Referring expression pointing data
○ ○ ○ ○ ○ ○ ○
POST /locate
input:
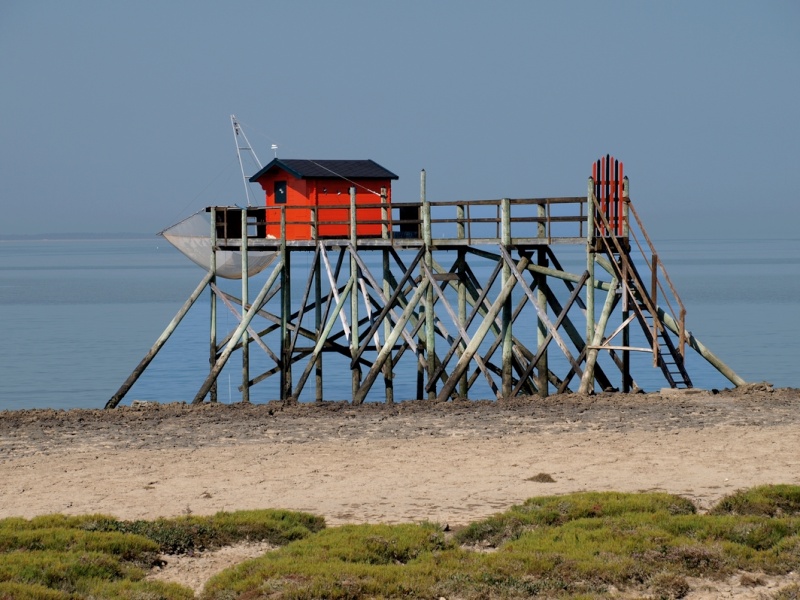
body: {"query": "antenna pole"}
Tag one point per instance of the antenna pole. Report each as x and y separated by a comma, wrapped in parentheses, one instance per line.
(237, 131)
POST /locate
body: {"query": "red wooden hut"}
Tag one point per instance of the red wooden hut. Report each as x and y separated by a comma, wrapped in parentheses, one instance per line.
(302, 184)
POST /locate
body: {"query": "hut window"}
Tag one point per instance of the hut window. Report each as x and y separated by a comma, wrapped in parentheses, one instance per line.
(280, 192)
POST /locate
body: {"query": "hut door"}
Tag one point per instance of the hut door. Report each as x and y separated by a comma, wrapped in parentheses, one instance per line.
(280, 192)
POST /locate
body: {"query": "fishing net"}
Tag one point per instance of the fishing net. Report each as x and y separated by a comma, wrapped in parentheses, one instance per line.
(192, 237)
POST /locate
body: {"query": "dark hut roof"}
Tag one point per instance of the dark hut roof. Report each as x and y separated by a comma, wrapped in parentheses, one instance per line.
(325, 169)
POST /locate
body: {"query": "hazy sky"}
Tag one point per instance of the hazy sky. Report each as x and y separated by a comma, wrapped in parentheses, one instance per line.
(114, 116)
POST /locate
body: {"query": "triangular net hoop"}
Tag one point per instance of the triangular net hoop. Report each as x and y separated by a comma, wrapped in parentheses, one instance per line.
(192, 237)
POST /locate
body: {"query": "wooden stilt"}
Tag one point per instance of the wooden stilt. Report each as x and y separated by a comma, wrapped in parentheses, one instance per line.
(212, 268)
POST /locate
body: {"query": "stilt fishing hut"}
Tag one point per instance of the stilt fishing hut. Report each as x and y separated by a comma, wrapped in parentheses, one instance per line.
(394, 290)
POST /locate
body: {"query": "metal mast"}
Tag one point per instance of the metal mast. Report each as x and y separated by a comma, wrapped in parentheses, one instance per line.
(243, 146)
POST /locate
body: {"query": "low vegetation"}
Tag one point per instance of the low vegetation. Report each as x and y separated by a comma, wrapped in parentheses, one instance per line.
(99, 557)
(587, 545)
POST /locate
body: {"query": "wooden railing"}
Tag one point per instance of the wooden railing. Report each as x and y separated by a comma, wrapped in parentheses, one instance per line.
(530, 220)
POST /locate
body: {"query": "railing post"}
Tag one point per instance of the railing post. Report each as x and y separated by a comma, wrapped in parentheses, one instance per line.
(385, 208)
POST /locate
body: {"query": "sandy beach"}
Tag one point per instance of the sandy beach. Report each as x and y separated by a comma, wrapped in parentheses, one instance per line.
(449, 463)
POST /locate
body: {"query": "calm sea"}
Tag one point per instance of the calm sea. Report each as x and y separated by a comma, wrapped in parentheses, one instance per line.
(78, 316)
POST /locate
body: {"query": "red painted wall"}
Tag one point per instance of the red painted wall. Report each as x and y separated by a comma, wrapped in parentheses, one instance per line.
(329, 195)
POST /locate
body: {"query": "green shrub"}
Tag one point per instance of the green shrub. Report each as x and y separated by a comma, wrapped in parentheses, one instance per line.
(10, 590)
(182, 534)
(765, 501)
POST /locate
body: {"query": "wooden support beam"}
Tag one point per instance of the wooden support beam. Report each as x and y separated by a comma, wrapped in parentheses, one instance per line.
(587, 381)
(223, 358)
(472, 347)
(385, 352)
(162, 339)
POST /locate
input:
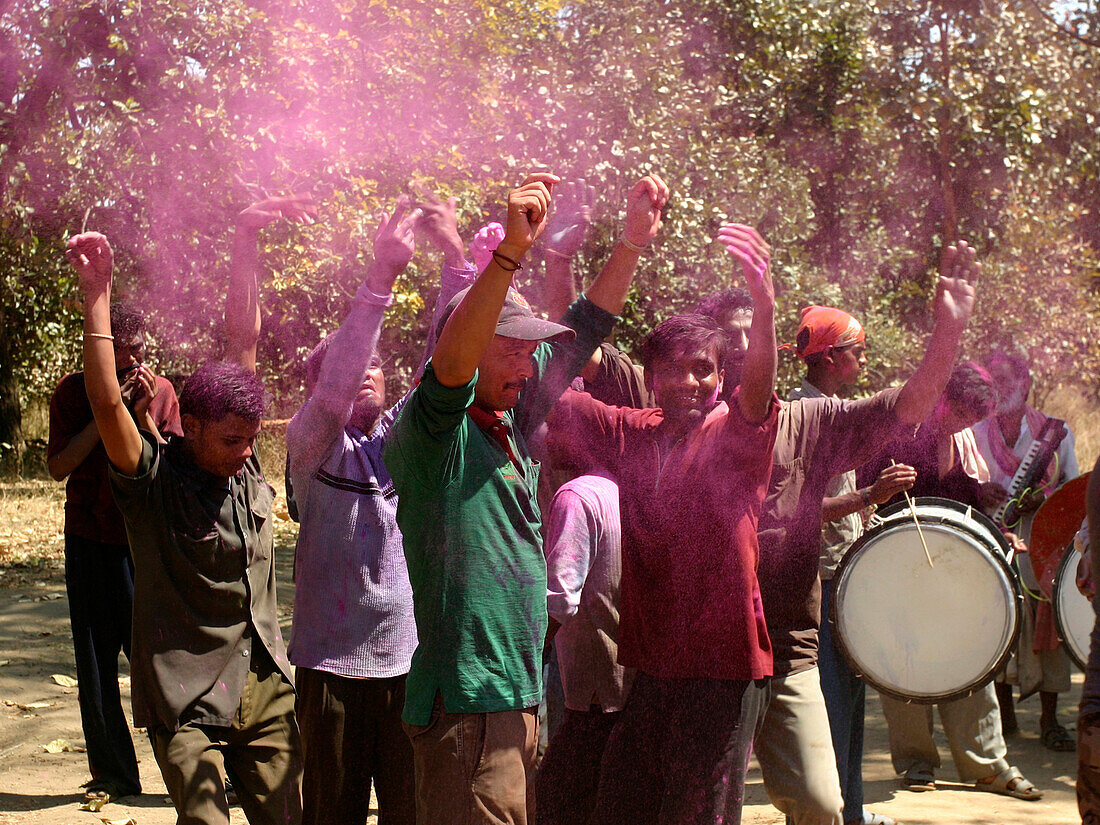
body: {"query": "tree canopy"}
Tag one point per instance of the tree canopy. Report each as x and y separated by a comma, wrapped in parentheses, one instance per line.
(860, 138)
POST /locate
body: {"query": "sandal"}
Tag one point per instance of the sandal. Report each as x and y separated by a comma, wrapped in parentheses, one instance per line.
(870, 818)
(1010, 782)
(920, 778)
(1058, 738)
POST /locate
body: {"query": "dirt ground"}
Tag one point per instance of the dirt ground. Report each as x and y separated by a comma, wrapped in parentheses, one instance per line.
(43, 788)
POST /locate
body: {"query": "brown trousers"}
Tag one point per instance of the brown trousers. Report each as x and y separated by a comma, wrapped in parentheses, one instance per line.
(475, 768)
(261, 751)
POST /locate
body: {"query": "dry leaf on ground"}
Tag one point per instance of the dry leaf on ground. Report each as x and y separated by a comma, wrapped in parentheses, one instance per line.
(62, 746)
(96, 803)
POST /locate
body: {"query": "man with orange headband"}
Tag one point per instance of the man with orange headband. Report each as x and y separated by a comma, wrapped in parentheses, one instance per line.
(817, 439)
(833, 345)
(821, 437)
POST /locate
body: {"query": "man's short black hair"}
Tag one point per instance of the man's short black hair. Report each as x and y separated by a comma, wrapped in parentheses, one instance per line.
(684, 333)
(219, 388)
(127, 321)
(725, 301)
(970, 388)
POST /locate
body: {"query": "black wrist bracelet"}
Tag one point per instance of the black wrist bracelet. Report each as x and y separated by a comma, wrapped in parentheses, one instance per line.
(498, 256)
○ ○ ○ ○ ○ ○ ○
(INSTRUCTIONS TO FOLLOW) In your copy, include no pictures, but reproduce all records exactly.

(SOLVED EXERCISE)
POST /locate
input:
body: {"query": "antenna pole"}
Tag one point per instance of the antenna pole. Report each as x and y separated by a comma, wrapped in parentheses, one instance per line.
(237, 131)
POST /locate
body: {"query": "red wooden hut"}
Tag one point per instance of the red wooden hut. Report each as x and y separated by a comma, wrapped in parentheses, one instance per line.
(302, 184)
POST /locate
body: {"query": "hut window"}
Tag one point per instance of the hut window. Report each as x and y separated by a comma, wrapped in parentheses, one instance per line.
(280, 192)
POST /locate
body: {"query": "hut door"}
Tag one point per instance of the hut door. Report each as x and y separated by a comma, wrapped in parentheses, one instance per line.
(280, 192)
POST /locate
body: {"query": "fishing net"}
Tag one point per instance of the fishing net. Report each as x and y separated by a comma, wrapped in parentheses, one instance per line.
(192, 237)
POST /locate
body: {"query": "dark hut roof"}
Tag one point per instance of the dark hut roof. Report each as x and y separated by a comma, wrapped in parentheses, one instance per line.
(325, 169)
POST /locate
body: {"query": "hazy sky"}
Tag one point per instance of the hazy sky. Report each as x and y separated by a comma, wrapped in parentheses, one instance per line.
(114, 116)
POST /locate
body: {"query": "triangular net hoop"}
Tag one point per instance of the triangular net hoop. Report each as x and y separated by a comma, wrapped in parentheses, one instance per line.
(192, 237)
POST /locate
body: {"query": "wooden stilt"}
Tag one point per instance of the wooden stilt. Report each as x and y separated by a comma, wrapped in parentheses, one instance per line.
(212, 268)
POST /locate
body: {"query": "stilt fishing hut"}
Tag one point per instance of the stilt fishing hut. Report each as x and y separated by a comma, wrapped in parentheses, one instance per line.
(394, 290)
POST /locate
body: {"query": "metal mast"}
Tag one point per instance of the metal mast. Report each as x and y separated by a comma, wrapped in parentheses, one instance per line.
(243, 146)
POST /locate
body: {"query": "low vegetation"}
Tag one point per instance of the low vegetation. Report each as x and y separated by a comma, wrapped in parentheses, one instance per line.
(99, 557)
(587, 545)
POST /locate
body: {"query": "wooden railing"}
Tag one point per instance of the wooden railing. Report each as x and y separated by a comma, wrapped in parentheses, one instance per line.
(530, 220)
POST /locate
body: {"query": "railing post"}
Tag one point per instance of the railing post. Report each as x and y separated by a comma, wrapped in parentheses, one instance per line.
(385, 208)
POST /locate
body: {"query": "sandy beach"}
Tag one point per instance of the sandy beach. Report each as x and y separated by a comma, wrapped in parentheses, one instance per line.
(449, 463)
POST /locate
body: {"query": "calm sea"}
Tag one point per instance of the calm sea. Report each as x and y separated by a comma, wrapped in parentheses, one instance per line.
(78, 316)
POST /locate
body: {"query": "red painted wall"}
Tag one point per instance of the red painted wall. Report each as x and y separated by a comma, wrapped in parentheses, one instance per line.
(329, 195)
POST /locate
body: {"query": "green shrub"}
Tag one point per instance of the green shrub. Report each as x and y separated by a comma, wrapped in parentheses, one instance per line.
(10, 590)
(182, 534)
(765, 501)
POST /locate
body: {"query": "wooden support beam"}
Tag one point per instance of the wooden support beam. Report each as x and y separated by a comma, wrapped in parentheses, one instance per line.
(587, 381)
(223, 358)
(472, 347)
(385, 352)
(162, 339)
POST /locate
input:
body: {"query": "tree canopy"}
Tag one point per instance of the tree canopy. Report each as x and y separated by a comma, wrapped in parentheses, one instance per line.
(860, 138)
POST /locate
body: {"query": "sandal"}
Tag one point per instance of the sandal. Report each as x and y separated by a comma, wrapped in parentheses, one instance per line.
(870, 818)
(1010, 782)
(920, 778)
(1058, 738)
POST /locate
body: {"query": "dirt ground"}
Tag one point per instance of the dirt ground. Report each as x and y separated by a comma, wrapped in parentheses, one instance per line.
(43, 788)
POST /locate
body: {"query": "brown trousers"}
Tag one point per instance of the brown trousers. Report each as x and y separated by a comma, wrapped in parentheses, one instance per line.
(475, 768)
(261, 751)
POST /locate
body: {"query": "dry leaf on ground"}
Tag one point per instance of the dry leaf on ground. Report each as x and y separated by a comma, wrapped in parentheses, one instance per line.
(62, 746)
(96, 803)
POST /locate
body: {"query": "man with orange headband"}
Tag one point per instance of the man with orange headband. Report each as x and y separated by a comma, wrapped in parentheses, one instance per line.
(817, 439)
(833, 345)
(821, 437)
POST /locate
body: {"query": "man's short black hair"}
Tag one point per instance of the man's short black hair. Report each as x and y separated by a comma, wrapped in parentheses, one instance per line.
(684, 333)
(219, 388)
(127, 321)
(725, 301)
(970, 388)
POST /locate
body: {"query": "black wrist bracelet"}
Tag one point per instance of the black wrist bracelet. Report each as x and y separated by a comma, wrapped in parentheses, one instance per line.
(498, 256)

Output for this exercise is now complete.